# start of Provided data

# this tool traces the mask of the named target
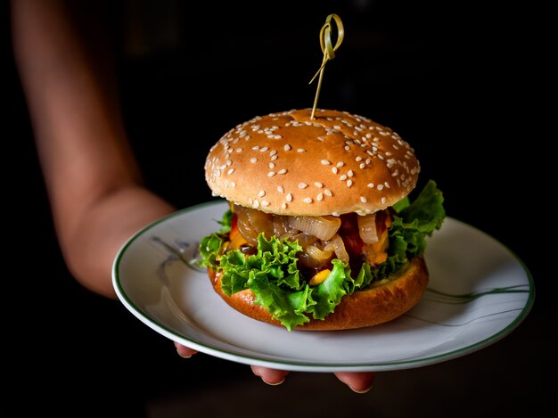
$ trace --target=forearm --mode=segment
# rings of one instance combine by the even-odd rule
[[[67,12],[58,0],[12,1],[14,54],[68,266],[113,296],[119,248],[173,209],[141,187],[106,61],[89,54]]]

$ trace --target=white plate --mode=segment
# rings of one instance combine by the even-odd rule
[[[291,371],[418,367],[497,341],[533,304],[533,281],[521,261],[486,234],[447,217],[426,250],[429,289],[407,314],[357,331],[288,332],[234,311],[204,271],[183,262],[218,229],[226,208],[206,203],[153,223],[122,247],[113,266],[114,288],[132,314],[200,352]]]

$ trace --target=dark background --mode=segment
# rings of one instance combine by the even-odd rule
[[[150,416],[519,416],[550,406],[543,376],[553,382],[556,371],[555,273],[546,267],[553,245],[543,242],[555,231],[555,116],[543,103],[555,96],[545,11],[521,2],[106,3],[130,141],[148,186],[177,208],[211,199],[203,160],[226,131],[255,115],[311,107],[319,29],[336,12],[346,36],[326,66],[319,106],[367,116],[407,140],[420,182],[437,181],[447,214],[525,263],[535,304],[501,341],[379,373],[360,396],[329,374],[292,373],[271,388],[243,365],[179,358],[170,341],[119,302],[84,290],[64,266],[4,6],[0,416],[31,408],[142,416],[146,405]],[[156,414],[164,410],[176,415]]]

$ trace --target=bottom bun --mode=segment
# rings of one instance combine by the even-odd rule
[[[282,326],[263,307],[256,304],[256,295],[250,290],[226,296],[221,290],[221,275],[209,269],[209,278],[215,291],[235,310],[250,318]],[[325,319],[310,318],[299,325],[300,331],[339,331],[364,328],[391,321],[418,303],[428,284],[428,269],[421,257],[413,258],[401,275],[381,286],[357,291],[345,296],[335,311]]]

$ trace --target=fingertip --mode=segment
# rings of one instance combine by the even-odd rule
[[[178,353],[178,356],[180,356],[182,358],[190,358],[192,356],[197,353],[196,350],[188,348],[187,347],[185,347],[176,341],[174,341],[174,343],[176,348],[176,353]]]
[[[355,393],[364,394],[369,392],[374,381],[374,373],[337,373],[337,378],[345,383]]]
[[[284,370],[268,369],[267,367],[261,367],[258,365],[251,365],[252,373],[259,377],[264,383],[270,386],[277,386],[283,383],[289,374],[289,372]]]

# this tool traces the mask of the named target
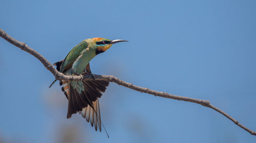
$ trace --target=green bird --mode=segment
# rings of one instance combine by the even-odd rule
[[[90,61],[96,55],[109,49],[113,44],[120,42],[127,41],[110,40],[102,38],[86,39],[75,46],[63,60],[53,65],[65,75],[91,74]],[[55,79],[49,88],[56,81]],[[73,114],[79,112],[88,122],[90,121],[92,127],[94,125],[96,131],[98,127],[101,131],[98,98],[102,96],[101,93],[105,92],[109,84],[109,82],[104,80],[60,81],[59,84],[62,86],[61,90],[68,100],[67,118],[70,118]]]

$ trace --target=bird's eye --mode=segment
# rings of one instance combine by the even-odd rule
[[[102,41],[100,42],[97,42],[96,44],[97,45],[105,45],[107,44],[110,43],[110,41]]]

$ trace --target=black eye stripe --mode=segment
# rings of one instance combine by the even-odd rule
[[[101,41],[100,42],[96,42],[97,45],[105,45],[110,43],[110,41]]]

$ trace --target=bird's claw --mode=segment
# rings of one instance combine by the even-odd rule
[[[91,76],[91,77],[92,78],[93,80],[95,80],[95,78],[94,77],[93,74],[90,73],[86,73],[86,74],[87,75],[90,75],[90,76]]]

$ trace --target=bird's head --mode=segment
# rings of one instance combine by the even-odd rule
[[[105,51],[112,46],[112,44],[121,42],[128,42],[128,41],[123,40],[110,40],[102,38],[92,38],[92,40],[93,44],[96,46],[96,54]]]

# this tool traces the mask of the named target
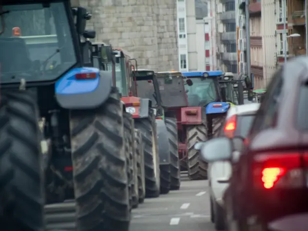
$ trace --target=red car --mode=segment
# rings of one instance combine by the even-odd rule
[[[228,230],[308,230],[308,58],[275,73],[236,161],[239,140],[214,139],[201,150],[206,161],[233,164],[224,197]]]

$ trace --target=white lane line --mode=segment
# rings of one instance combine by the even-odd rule
[[[202,196],[203,194],[205,194],[205,191],[200,191],[196,195],[197,197],[200,197],[200,196]]]
[[[179,224],[180,222],[180,218],[179,217],[175,217],[171,218],[170,220],[170,225],[176,225]]]
[[[180,208],[181,209],[186,209],[188,207],[189,207],[190,205],[190,203],[184,203],[182,205]]]

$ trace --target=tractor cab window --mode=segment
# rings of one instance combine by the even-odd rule
[[[76,63],[64,3],[4,5],[2,83],[57,79]]]
[[[215,101],[218,97],[213,79],[192,78],[192,85],[185,85],[188,105],[198,107]]]
[[[127,69],[125,59],[117,57],[116,63],[116,86],[123,96],[128,95]],[[110,64],[111,65],[112,64]]]
[[[219,83],[219,85],[223,100],[236,104],[234,95],[236,92],[234,91],[232,83],[231,82],[222,82]]]

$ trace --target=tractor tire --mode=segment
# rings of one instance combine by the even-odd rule
[[[169,148],[170,150],[170,168],[171,177],[171,190],[179,190],[181,186],[181,171],[178,146],[178,128],[177,120],[174,118],[165,118],[165,123],[168,133]]]
[[[79,230],[128,230],[123,106],[117,89],[100,108],[72,110],[70,117]]]
[[[134,145],[134,123],[131,114],[124,112],[124,134],[125,137],[126,159],[128,163],[128,177],[129,182],[130,207],[138,206],[138,190],[137,182],[137,171],[135,169],[136,148]],[[136,187],[137,186],[137,187]]]
[[[191,180],[207,179],[207,163],[200,158],[199,152],[194,146],[197,142],[207,140],[207,127],[205,125],[187,129],[188,177]]]
[[[160,178],[156,122],[154,112],[149,110],[149,116],[135,121],[135,127],[142,133],[144,153],[145,197],[159,197]]]
[[[138,182],[138,198],[139,204],[142,204],[144,202],[145,198],[143,140],[142,139],[141,132],[136,129],[135,129],[135,147],[136,150],[136,167]]]
[[[3,230],[45,228],[43,154],[36,97],[3,92],[0,104],[0,184]]]
[[[212,119],[212,137],[215,138],[219,136],[220,133],[223,126],[226,114],[223,114],[221,116],[214,117]]]

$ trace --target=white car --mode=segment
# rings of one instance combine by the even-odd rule
[[[246,138],[259,107],[259,103],[252,103],[230,107],[220,136],[232,138],[239,136]],[[238,153],[235,151],[235,155]],[[225,228],[223,196],[228,187],[231,170],[230,162],[220,161],[209,164],[210,218],[218,230]]]

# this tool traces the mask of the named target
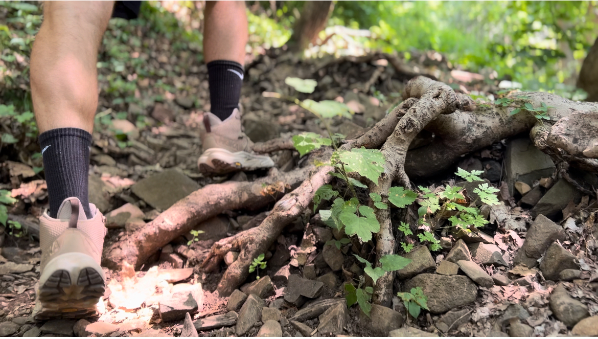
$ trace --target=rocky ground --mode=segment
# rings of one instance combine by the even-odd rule
[[[498,81],[451,71],[436,54],[416,55],[403,64],[382,54],[301,61],[280,50],[267,51],[246,70],[241,103],[245,131],[255,142],[323,132],[321,122],[297,105],[262,95],[291,94],[284,84],[289,76],[318,82],[316,91],[301,99],[341,100],[355,111],[352,120],[332,124],[333,132],[349,139],[398,103],[397,93],[417,73],[462,92],[496,95]],[[138,103],[104,94],[112,85],[100,77],[90,200],[107,216],[106,244],[144,227],[206,184],[252,181],[266,173],[213,178],[199,173],[197,127],[209,109],[205,66],[188,55],[169,59],[158,51],[145,57],[169,71],[177,63],[184,67],[174,69],[174,77],[156,75],[138,82]],[[176,94],[164,90],[164,84],[176,87]],[[160,249],[141,271],[126,265],[121,271],[106,270],[109,288],[99,319],[35,322],[30,316],[39,275],[37,219],[47,207],[47,194],[33,169],[41,166],[39,158],[30,156],[39,151],[35,147],[3,149],[0,158],[0,188],[18,200],[9,206],[9,219],[23,227],[7,227],[0,236],[0,336],[598,335],[598,204],[565,180],[555,180],[554,164],[527,136],[467,154],[458,164],[483,170],[484,179],[500,189],[502,203],[483,210],[490,224],[479,236],[445,231],[440,234],[441,251],[421,246],[399,253],[413,262],[398,271],[395,292],[419,286],[429,297],[429,311],[417,319],[408,317],[398,297],[389,307],[374,306],[371,317],[356,306],[347,309],[344,282],[362,274],[363,265],[346,255],[352,244],[337,248],[329,242],[343,234],[327,227],[317,214],[288,227],[265,254],[266,268],[239,290],[227,298],[212,293],[219,275],[202,272],[199,264],[215,241],[258,225],[266,209],[225,211],[198,225],[196,230],[203,233],[185,234]],[[301,164],[295,151],[271,156],[279,170]],[[416,183],[432,190],[441,183],[477,186],[455,182],[452,172]],[[582,175],[598,187],[595,175]],[[236,254],[229,252],[227,264]]]

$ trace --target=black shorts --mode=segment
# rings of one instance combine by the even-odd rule
[[[127,20],[137,19],[139,16],[141,1],[117,1],[112,11],[113,18],[123,18]]]

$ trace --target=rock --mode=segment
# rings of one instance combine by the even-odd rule
[[[344,303],[344,299],[324,299],[315,301],[297,311],[289,320],[305,321],[320,316],[328,309],[334,306],[337,303]]]
[[[110,201],[107,198],[108,188],[106,183],[94,175],[89,176],[88,182],[89,202],[96,205],[100,212],[105,213],[110,208]]]
[[[72,337],[74,334],[73,327],[77,320],[55,319],[46,322],[39,329],[44,333],[58,334],[63,337]],[[17,325],[19,328],[19,325]]]
[[[127,203],[106,215],[106,227],[124,227],[125,224],[130,218],[143,219],[143,211],[135,205]]]
[[[191,318],[191,314],[188,312],[185,314],[185,322],[183,323],[183,329],[181,332],[181,337],[199,337],[197,334],[197,330],[193,324],[193,319]]]
[[[580,337],[598,337],[598,316],[582,319],[573,327],[571,332]]]
[[[231,251],[224,255],[224,263],[226,264],[227,266],[230,266],[233,262],[237,260],[237,258],[239,258],[239,252]]]
[[[25,332],[25,333],[23,333],[23,337],[39,337],[40,334],[41,334],[41,330],[39,329],[39,327],[38,327],[36,326],[34,326],[32,328],[31,328],[29,329],[28,329],[26,332]],[[2,335],[2,334],[0,334],[0,335]],[[5,337],[5,335],[4,335],[4,337]],[[79,337],[80,337],[80,335]]]
[[[505,326],[511,319],[525,320],[530,316],[529,313],[518,304],[511,304],[505,310],[505,313],[499,318],[497,324]]]
[[[436,324],[436,328],[444,333],[450,329],[456,329],[469,321],[469,319],[471,318],[471,312],[468,310],[448,311],[440,318],[438,323]]]
[[[559,284],[550,295],[550,309],[557,319],[572,327],[590,316],[587,307],[569,297],[562,284]]]
[[[303,335],[303,337],[311,337],[312,332],[313,332],[313,330],[312,329],[311,327],[307,326],[307,325],[305,325],[302,322],[299,322],[298,321],[291,321],[291,325],[293,325],[293,327],[294,327],[295,329],[298,331],[299,333],[301,333],[301,335]]]
[[[162,320],[169,322],[185,317],[185,313],[197,311],[197,302],[190,292],[179,292],[163,297],[158,302],[158,311]]]
[[[8,337],[16,333],[21,326],[13,322],[5,322],[0,323],[0,337]],[[72,335],[71,329],[71,335]]]
[[[507,184],[511,196],[515,182],[531,185],[535,180],[550,176],[554,171],[554,163],[550,157],[536,148],[527,136],[514,139],[507,143],[505,166]]]
[[[483,265],[500,264],[507,266],[507,262],[502,258],[501,249],[495,245],[475,243],[467,246],[471,253],[471,258]],[[495,254],[498,254],[498,255]],[[496,262],[498,261],[498,262]]]
[[[416,276],[405,284],[404,290],[421,287],[428,296],[428,307],[431,313],[444,313],[455,307],[475,301],[478,289],[469,278],[463,276],[441,276],[423,273]]]
[[[324,283],[309,279],[304,279],[297,274],[289,277],[289,284],[285,293],[285,301],[301,307],[307,301],[306,298],[313,299],[322,294]]]
[[[494,284],[497,286],[508,286],[511,283],[511,280],[509,278],[501,273],[492,274],[492,280],[494,281]]]
[[[569,201],[579,202],[579,192],[565,179],[559,179],[556,184],[538,201],[529,212],[532,216],[542,214],[553,217],[567,207]]]
[[[175,98],[175,102],[183,108],[189,109],[193,108],[193,99],[188,96],[176,97]]]
[[[86,319],[79,319],[75,325],[73,326],[73,331],[75,332],[75,335],[77,337],[87,337],[89,334],[85,331],[86,328],[90,323]]]
[[[314,280],[318,276],[316,275],[316,266],[313,264],[306,265],[303,267],[303,277],[306,279]]]
[[[344,258],[340,250],[334,245],[325,246],[322,251],[322,255],[324,256],[324,261],[332,269],[332,271],[338,271],[343,268]]]
[[[563,282],[572,282],[575,279],[579,279],[581,274],[581,271],[579,270],[566,268],[559,273],[559,280]]]
[[[237,319],[237,326],[235,328],[237,335],[245,334],[254,326],[254,323],[260,321],[263,307],[264,301],[257,295],[252,294],[248,297],[247,301],[239,312],[239,319]]]
[[[576,270],[578,268],[575,256],[557,242],[550,245],[540,264],[540,270],[547,280],[557,280],[559,274],[563,270]]]
[[[254,142],[263,142],[280,136],[280,125],[271,121],[245,118],[243,126],[245,134]]]
[[[521,323],[519,319],[514,319],[511,322],[511,328],[509,329],[509,337],[532,337],[533,329],[530,326]]]
[[[428,333],[410,326],[391,331],[389,337],[438,337],[435,333]]]
[[[8,261],[6,264],[0,264],[0,276],[7,273],[22,273],[30,271],[33,268],[33,265],[29,264],[16,264]]]
[[[526,193],[532,190],[532,188],[523,181],[516,181],[515,182],[515,189],[519,192],[521,196],[525,196]]]
[[[494,280],[481,267],[473,261],[459,260],[457,262],[459,268],[467,274],[471,280],[480,286],[490,288],[494,286]]]
[[[496,160],[486,160],[482,161],[484,166],[484,178],[490,182],[500,183],[501,175],[502,172],[502,165]]]
[[[527,194],[524,196],[519,201],[521,204],[535,206],[538,203],[538,201],[540,201],[540,199],[542,198],[544,195],[544,193],[542,191],[542,188],[538,185],[532,188],[532,190],[527,192]]]
[[[92,322],[85,327],[85,332],[87,333],[86,337],[105,337],[118,329],[117,325],[103,321]]]
[[[459,239],[453,246],[444,259],[453,264],[456,264],[459,260],[471,261],[471,254],[469,253],[469,250],[467,248],[465,242],[462,239]]]
[[[260,299],[260,300],[261,300]],[[230,327],[237,323],[239,314],[234,311],[231,311],[225,314],[212,316],[195,320],[193,325],[197,331],[209,331],[221,327]],[[251,324],[253,326],[253,323]],[[251,326],[250,326],[251,328]]]
[[[359,320],[362,326],[379,337],[387,337],[389,332],[405,322],[401,313],[380,305],[372,305],[369,317],[363,311],[359,312]]]
[[[247,295],[238,289],[233,291],[228,297],[228,303],[226,305],[227,311],[236,311],[243,306],[247,300]]]
[[[432,258],[428,246],[420,246],[403,256],[411,259],[411,262],[407,264],[407,265],[403,268],[396,271],[397,277],[399,279],[410,278],[426,270],[432,270],[436,267],[436,262]]]
[[[258,332],[257,337],[282,337],[280,324],[273,320],[266,320]]]
[[[459,265],[450,261],[443,260],[436,268],[436,273],[443,276],[456,276],[459,272]]]
[[[324,285],[332,289],[336,288],[337,285],[338,283],[338,278],[337,277],[336,274],[332,272],[328,272],[321,277],[318,277],[316,280],[324,283]]]
[[[199,188],[197,182],[173,169],[140,180],[131,190],[154,208],[165,210]]]
[[[266,322],[266,320],[273,320],[280,321],[280,311],[273,307],[262,308],[262,321]]]
[[[526,239],[523,242],[523,245],[517,252],[518,255],[515,256],[513,259],[513,264],[515,265],[519,264],[531,264],[532,261],[530,260],[527,263],[526,259],[529,258],[539,259],[544,254],[546,250],[550,246],[550,244],[556,240],[563,242],[566,239],[567,234],[565,233],[563,227],[553,222],[548,218],[542,215],[538,215],[526,234]],[[519,252],[523,252],[522,254]],[[528,267],[533,267],[535,265],[537,261],[534,260],[534,264],[527,265]]]
[[[241,286],[241,291],[245,294],[255,294],[260,298],[267,298],[274,295],[274,285],[269,276],[260,278],[249,285]]]
[[[349,310],[345,303],[337,303],[322,313],[319,318],[318,331],[321,335],[337,335],[343,333],[347,325]]]

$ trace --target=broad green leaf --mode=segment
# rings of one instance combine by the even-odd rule
[[[347,300],[347,307],[350,307],[357,303],[357,289],[350,283],[344,284],[344,291],[346,292],[344,298]]]
[[[352,184],[355,186],[357,186],[358,187],[361,187],[362,188],[368,188],[367,186],[366,186],[364,184],[362,184],[361,182],[359,181],[359,180],[355,180],[355,179],[353,179],[352,178],[349,178],[348,179],[349,179],[349,182],[350,182],[351,184]]]
[[[347,172],[356,172],[377,184],[384,172],[384,155],[377,149],[353,148],[350,152],[341,152],[340,160]]]
[[[390,187],[388,191],[388,201],[399,208],[411,204],[417,198],[417,193],[401,187]]]
[[[318,102],[308,99],[303,100],[303,105],[310,111],[319,114],[322,118],[344,117],[351,118],[351,111],[349,107],[338,101],[324,100]]]
[[[332,190],[332,185],[324,185],[316,191],[313,196],[313,212],[316,212],[316,209],[319,206],[322,200],[329,200],[332,197],[338,195],[338,192]]]
[[[312,79],[300,79],[290,77],[285,79],[285,83],[303,93],[311,93],[316,89],[318,81]]]
[[[368,301],[370,300],[369,296],[365,293],[365,291],[361,288],[357,289],[355,294],[357,296],[357,303],[359,305],[359,307],[361,307],[361,310],[365,313],[365,315],[370,317],[370,312],[372,310],[372,304]]]
[[[293,146],[301,157],[322,146],[330,146],[332,142],[332,140],[327,138],[322,138],[319,135],[312,132],[294,135],[292,140]]]
[[[396,271],[404,268],[413,261],[411,259],[404,258],[396,254],[387,254],[380,258],[382,269],[387,272]]]
[[[364,271],[365,272],[367,275],[370,276],[370,277],[371,277],[372,280],[374,281],[374,283],[376,283],[376,280],[386,274],[386,272],[382,268],[380,268],[380,267],[373,268],[371,266],[368,266],[367,267],[364,268]]]

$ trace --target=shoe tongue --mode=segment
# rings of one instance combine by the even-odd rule
[[[75,219],[74,213],[78,213]],[[78,198],[72,197],[65,199],[60,207],[58,209],[57,219],[60,220],[87,220],[87,217],[83,210],[81,200]]]

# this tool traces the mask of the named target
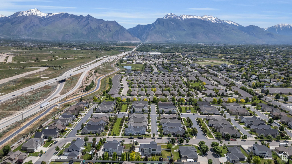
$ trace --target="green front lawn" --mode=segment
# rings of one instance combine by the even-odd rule
[[[163,158],[168,158],[167,157],[167,156],[171,156],[171,154],[170,151],[162,150],[161,151],[161,152],[162,153],[162,157],[163,157]]]
[[[123,104],[122,105],[122,110],[121,111],[121,112],[126,112],[127,111],[127,109],[128,109],[128,107],[127,106],[126,104]]]
[[[116,136],[119,135],[120,132],[121,132],[121,127],[120,126],[120,124],[121,121],[121,118],[117,119],[117,122],[114,123],[114,125],[111,130],[111,136],[114,136],[114,132]]]
[[[181,107],[182,111],[181,113],[186,113],[187,110],[189,109],[190,107]],[[196,111],[195,111],[194,109],[194,107],[191,107],[191,113],[197,113]]]
[[[200,119],[201,120],[201,122],[202,123],[202,124],[203,124],[202,125],[205,125],[205,126],[206,126],[206,127],[207,128],[207,135],[208,136],[208,137],[210,137],[210,138],[214,138],[214,137],[213,137],[213,135],[212,135],[212,134],[211,133],[211,132],[210,132],[210,131],[209,130],[209,129],[208,129],[208,126],[207,126],[207,125],[206,125],[206,124],[205,123],[205,122],[204,122],[204,121],[203,120],[203,119],[202,119],[202,118],[199,118],[199,119]]]
[[[69,147],[69,146],[70,146],[70,144],[71,144],[71,143],[69,143],[67,144],[67,145],[66,145],[66,146],[65,146],[63,148],[64,148],[64,149],[65,149],[65,148],[68,148]]]
[[[48,140],[46,141],[46,143],[44,145],[44,146],[43,147],[49,147],[49,146],[50,146],[50,145],[51,145],[51,144],[52,144],[53,142],[54,141],[53,141],[53,140],[50,141],[49,141]]]

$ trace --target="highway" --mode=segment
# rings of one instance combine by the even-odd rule
[[[100,61],[96,62],[96,60],[101,59],[102,58],[99,58],[98,59],[96,59],[93,61],[89,63],[68,71],[64,73],[64,74],[62,76],[57,78],[56,79],[57,79],[57,80],[54,80],[54,79],[51,79],[47,81],[49,81],[49,82],[50,81],[52,81],[52,83],[50,82],[50,83],[48,83],[48,82],[44,82],[39,83],[44,83],[46,82],[46,83],[45,84],[48,85],[49,84],[51,84],[53,82],[57,83],[58,82],[58,81],[62,81],[65,79],[66,78],[67,78],[67,77],[69,76],[70,74],[72,74],[74,75],[83,72],[83,73],[81,75],[76,85],[72,90],[67,93],[67,94],[68,95],[69,94],[74,92],[79,87],[79,86],[82,83],[83,79],[86,75],[86,73],[91,69],[91,68],[95,68],[106,62],[113,61],[115,60],[116,60],[118,59],[123,56],[128,54],[128,53],[133,51],[135,51],[136,49],[140,45],[141,45],[141,44],[134,48],[131,51],[125,52],[117,55],[107,57],[105,58],[104,59],[102,59]],[[94,63],[90,65],[88,65],[89,64],[95,62],[95,63]],[[64,74],[68,75],[67,76],[64,76]],[[37,85],[39,83],[35,84],[33,86],[37,86]],[[39,107],[39,105],[45,102],[50,102],[50,104],[51,106],[52,104],[57,102],[63,99],[66,97],[65,95],[63,95],[60,97],[58,97],[56,98],[55,98],[51,101],[50,101],[51,100],[55,98],[57,95],[58,95],[59,93],[61,92],[62,89],[63,88],[63,87],[64,86],[64,84],[65,83],[61,83],[60,85],[59,84],[59,85],[57,87],[56,90],[55,91],[53,94],[49,96],[46,99],[46,100],[42,101],[41,102],[40,102],[39,103],[35,104],[35,106],[34,107],[31,108],[30,109],[24,111],[23,112],[23,118],[25,118],[29,117],[32,114],[39,112],[39,111],[43,110],[44,109],[50,106],[48,106],[43,107],[42,108],[41,108]],[[98,84],[97,86],[99,86],[99,84]],[[34,86],[30,87],[34,87]],[[28,89],[29,90],[31,90],[31,89],[30,89],[29,87],[27,87],[27,88],[29,88],[29,89]],[[18,93],[20,92],[21,93],[21,92],[23,91],[22,91],[23,90],[25,90],[27,89],[25,88],[23,88],[23,89],[17,91],[17,92]],[[8,99],[10,99],[10,98],[8,98]],[[15,116],[9,117],[8,119],[4,119],[1,121],[1,122],[0,122],[0,123],[1,123],[1,124],[0,124],[0,129],[4,128],[7,126],[13,123],[16,121],[20,121],[22,120],[22,116],[21,113]]]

# end of Provided data

• _Task statement_
Pick out every line of the material above that contains the word "green", and copy each one in full.

• _Answer to the exercise_
$ trace --target=green bird --mode=segment
$ trace --target=broad green leaf --mode=segment
$ trace --target="green front lawn" --mode=segment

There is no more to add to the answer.